| TEXT TO READ |
○ ○ ○

Recent Changes - Search:

PmWiki

pmwiki.org

edit SideBar

DCG

Definite Clause Grammars Harmonization Proposal

Last edit jschimpf? October 20, 2016, at 12:42 AM

We propose to de-facto-standardize Definite Clause Grammars in Prolog based on a reference implementation.

Abbreviations used in the following:

  • Systems/definitions: ISOD (ISO DCG draft), SP (SICStus Prolog 4.3), ECL (ECLiPSe 6.1), SWI (SWI Prolog 7.2).
  • People: JS (Joachim Schimpf), PM (Per Mildner), JW (Jan Wielemaker).

Suggested reference implementation (=specification):

Testing:

Other references:

Background: Discussion of Specific Issues


List as grammar head

SP and ISOD treat this as nonterminal mapping to ./4:

912: [t]-->b
 '.'(t,[],A,B):-b(A,B)

SWI makes an error.

SUGGESTED RESOLUTION: error.

○ ○ ○

| GIVEN ENTRIES |
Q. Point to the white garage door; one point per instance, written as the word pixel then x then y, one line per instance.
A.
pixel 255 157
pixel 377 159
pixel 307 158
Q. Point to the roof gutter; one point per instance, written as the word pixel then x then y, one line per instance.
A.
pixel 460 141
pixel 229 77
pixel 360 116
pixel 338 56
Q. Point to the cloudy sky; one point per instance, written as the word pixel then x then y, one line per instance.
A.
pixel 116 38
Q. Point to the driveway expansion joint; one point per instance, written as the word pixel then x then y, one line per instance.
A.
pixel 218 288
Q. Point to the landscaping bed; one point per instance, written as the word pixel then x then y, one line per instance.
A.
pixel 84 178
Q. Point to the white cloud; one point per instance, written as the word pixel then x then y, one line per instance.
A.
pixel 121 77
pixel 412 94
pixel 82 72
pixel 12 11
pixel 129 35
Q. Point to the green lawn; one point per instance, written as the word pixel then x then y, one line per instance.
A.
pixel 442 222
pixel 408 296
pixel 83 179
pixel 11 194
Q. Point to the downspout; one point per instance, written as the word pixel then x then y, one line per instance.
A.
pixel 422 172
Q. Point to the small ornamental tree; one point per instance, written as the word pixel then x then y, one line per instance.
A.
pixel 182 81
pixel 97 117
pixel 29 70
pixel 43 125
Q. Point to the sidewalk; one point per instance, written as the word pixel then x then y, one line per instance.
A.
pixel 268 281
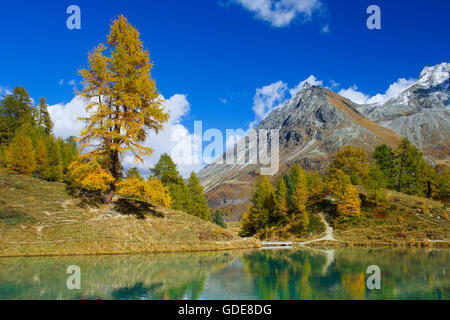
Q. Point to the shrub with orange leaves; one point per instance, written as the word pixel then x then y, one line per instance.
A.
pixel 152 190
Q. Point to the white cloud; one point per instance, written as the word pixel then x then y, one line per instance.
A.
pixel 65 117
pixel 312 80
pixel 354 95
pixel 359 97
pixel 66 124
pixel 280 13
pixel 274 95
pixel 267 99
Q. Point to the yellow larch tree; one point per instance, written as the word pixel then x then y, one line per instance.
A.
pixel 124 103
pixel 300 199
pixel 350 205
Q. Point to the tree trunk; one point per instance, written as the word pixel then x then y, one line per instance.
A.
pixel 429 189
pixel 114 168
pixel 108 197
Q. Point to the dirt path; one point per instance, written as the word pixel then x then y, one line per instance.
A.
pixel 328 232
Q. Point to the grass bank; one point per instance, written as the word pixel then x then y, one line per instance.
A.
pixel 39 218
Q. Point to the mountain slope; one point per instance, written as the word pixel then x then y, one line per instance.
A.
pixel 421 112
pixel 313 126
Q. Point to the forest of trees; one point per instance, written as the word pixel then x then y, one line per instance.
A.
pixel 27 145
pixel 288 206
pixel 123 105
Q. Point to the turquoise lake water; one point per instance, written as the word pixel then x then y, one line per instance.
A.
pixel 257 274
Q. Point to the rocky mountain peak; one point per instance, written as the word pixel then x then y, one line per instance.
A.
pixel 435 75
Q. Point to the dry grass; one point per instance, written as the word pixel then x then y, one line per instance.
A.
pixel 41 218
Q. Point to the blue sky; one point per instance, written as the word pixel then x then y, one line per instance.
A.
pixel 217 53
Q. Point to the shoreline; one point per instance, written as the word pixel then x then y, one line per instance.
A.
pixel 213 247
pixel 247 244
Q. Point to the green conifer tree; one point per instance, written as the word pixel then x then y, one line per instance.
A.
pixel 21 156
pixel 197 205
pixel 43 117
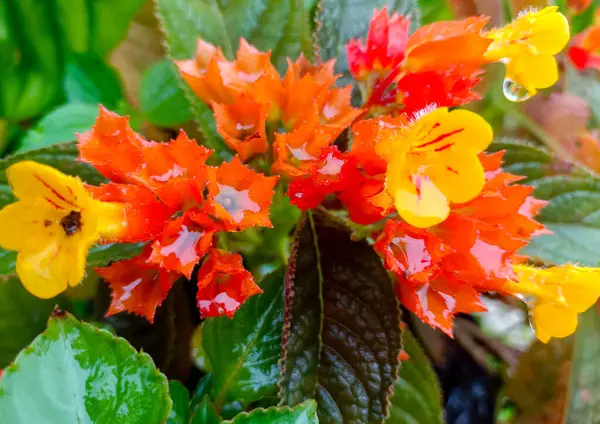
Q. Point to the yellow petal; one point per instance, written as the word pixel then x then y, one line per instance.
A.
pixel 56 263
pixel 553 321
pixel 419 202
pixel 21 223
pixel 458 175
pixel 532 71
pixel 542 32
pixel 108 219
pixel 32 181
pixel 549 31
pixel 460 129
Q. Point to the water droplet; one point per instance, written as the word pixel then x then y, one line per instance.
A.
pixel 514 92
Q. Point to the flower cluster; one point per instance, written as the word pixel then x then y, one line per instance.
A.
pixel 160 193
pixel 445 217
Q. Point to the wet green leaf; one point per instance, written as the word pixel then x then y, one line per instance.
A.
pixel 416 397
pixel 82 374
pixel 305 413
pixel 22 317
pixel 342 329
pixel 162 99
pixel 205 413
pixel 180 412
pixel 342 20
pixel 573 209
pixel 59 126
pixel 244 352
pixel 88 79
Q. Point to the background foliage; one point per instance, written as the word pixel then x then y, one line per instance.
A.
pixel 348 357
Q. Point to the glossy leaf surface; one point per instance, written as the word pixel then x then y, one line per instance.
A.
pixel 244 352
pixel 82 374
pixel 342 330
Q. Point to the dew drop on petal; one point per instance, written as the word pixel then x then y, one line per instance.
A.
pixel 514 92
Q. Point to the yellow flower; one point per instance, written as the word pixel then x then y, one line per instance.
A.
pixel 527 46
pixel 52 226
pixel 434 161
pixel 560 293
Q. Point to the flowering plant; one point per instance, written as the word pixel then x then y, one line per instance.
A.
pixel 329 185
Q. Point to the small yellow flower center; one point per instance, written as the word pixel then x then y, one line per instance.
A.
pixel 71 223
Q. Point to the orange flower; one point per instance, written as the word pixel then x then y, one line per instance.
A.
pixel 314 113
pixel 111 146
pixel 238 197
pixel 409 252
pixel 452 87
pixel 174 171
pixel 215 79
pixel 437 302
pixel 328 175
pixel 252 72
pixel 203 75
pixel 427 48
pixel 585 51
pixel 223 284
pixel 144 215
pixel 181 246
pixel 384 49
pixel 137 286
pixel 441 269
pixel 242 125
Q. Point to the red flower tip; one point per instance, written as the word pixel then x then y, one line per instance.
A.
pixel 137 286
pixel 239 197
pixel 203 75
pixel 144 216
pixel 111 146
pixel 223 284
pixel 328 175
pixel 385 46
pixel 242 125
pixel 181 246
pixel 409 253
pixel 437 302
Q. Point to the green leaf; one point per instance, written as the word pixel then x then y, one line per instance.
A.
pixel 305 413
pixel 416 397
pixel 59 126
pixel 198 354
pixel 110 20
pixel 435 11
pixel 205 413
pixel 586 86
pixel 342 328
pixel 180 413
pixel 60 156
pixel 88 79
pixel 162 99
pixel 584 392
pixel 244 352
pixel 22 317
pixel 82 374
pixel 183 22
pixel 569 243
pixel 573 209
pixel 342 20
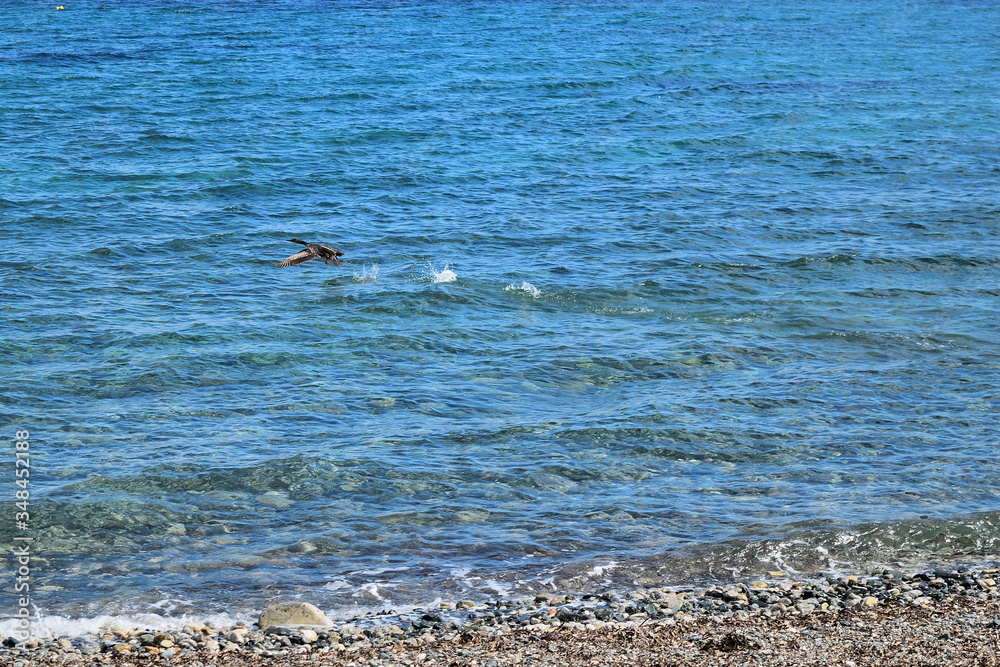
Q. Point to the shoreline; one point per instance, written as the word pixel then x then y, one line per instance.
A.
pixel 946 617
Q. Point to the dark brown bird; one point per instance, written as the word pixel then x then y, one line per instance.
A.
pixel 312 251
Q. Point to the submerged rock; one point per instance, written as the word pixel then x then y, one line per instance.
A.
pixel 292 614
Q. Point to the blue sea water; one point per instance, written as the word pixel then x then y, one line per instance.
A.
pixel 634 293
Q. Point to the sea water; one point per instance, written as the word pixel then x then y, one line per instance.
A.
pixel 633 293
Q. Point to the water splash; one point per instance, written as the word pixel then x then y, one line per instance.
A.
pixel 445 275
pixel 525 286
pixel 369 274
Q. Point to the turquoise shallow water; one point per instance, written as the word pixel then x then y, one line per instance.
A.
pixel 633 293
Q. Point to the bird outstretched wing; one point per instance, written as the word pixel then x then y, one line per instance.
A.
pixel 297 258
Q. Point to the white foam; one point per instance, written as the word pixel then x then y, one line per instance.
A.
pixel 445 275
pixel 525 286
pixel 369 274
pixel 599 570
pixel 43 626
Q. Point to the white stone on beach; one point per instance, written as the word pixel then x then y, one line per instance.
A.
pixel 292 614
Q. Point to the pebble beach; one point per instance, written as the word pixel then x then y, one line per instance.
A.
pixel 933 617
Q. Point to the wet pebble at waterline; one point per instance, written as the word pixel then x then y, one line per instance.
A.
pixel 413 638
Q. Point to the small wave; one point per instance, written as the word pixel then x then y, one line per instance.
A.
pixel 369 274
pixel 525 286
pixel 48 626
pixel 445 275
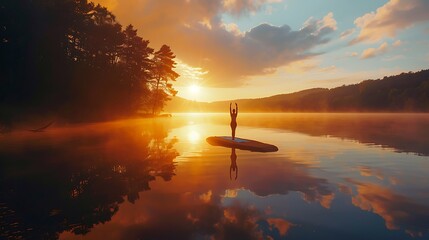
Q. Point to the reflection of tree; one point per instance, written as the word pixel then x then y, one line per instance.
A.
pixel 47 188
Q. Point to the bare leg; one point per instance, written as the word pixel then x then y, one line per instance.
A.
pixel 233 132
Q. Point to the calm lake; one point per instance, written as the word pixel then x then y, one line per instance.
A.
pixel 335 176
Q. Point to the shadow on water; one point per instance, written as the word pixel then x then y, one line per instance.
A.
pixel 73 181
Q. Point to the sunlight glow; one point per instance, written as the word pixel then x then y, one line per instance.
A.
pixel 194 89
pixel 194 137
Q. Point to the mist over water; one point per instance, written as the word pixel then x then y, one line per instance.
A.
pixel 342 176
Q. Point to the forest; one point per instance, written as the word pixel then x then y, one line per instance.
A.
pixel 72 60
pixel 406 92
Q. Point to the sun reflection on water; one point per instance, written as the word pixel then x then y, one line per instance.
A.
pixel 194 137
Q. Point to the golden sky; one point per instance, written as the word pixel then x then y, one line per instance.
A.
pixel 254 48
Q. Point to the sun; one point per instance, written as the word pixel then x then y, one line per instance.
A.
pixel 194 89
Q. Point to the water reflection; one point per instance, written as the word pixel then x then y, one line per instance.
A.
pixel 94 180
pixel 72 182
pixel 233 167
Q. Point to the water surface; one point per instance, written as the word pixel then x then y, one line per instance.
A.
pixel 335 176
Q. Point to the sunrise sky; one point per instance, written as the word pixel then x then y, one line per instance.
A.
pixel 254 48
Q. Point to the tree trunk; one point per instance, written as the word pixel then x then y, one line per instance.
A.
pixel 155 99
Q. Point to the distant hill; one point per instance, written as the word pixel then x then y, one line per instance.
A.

○ ○ ○

| EXERCISE OBJECTIVE |
Quote the entire Definite Clause Grammars proposal word for word. The listing bears no relation to the Definite Clause Grammars proposal.

| REPLY |
Recent Changes - Search:

PmWiki

pmwiki.org

edit SideBar

DCG

Definite Clause Grammars Harmonization Proposal

Last edit jschimpf? October 20, 2016, at 12:42 AM

We propose to de-facto-standardize Definite Clause Grammars in Prolog based on a reference implementation.

Abbreviations used in the following:

  • Systems/definitions: ISOD (ISO DCG draft), SP (SICStus Prolog 4.3), ECL (ECLiPSe 6.1), SWI (SWI Prolog 7.2).
  • People: JS (Joachim Schimpf), PM (Per Mildner), JW (Jan Wielemaker).

Suggested reference implementation (=specification):

Testing:

Other references:

Background: Discussion of Specific Issues


List as grammar head

SP and ISOD treat this as nonterminal mapping to ./4:

912: [t]-->b
 '.'(t,[],A,B):-b(A,B)

SWI makes an error.

SUGGESTED RESOLUTION: error.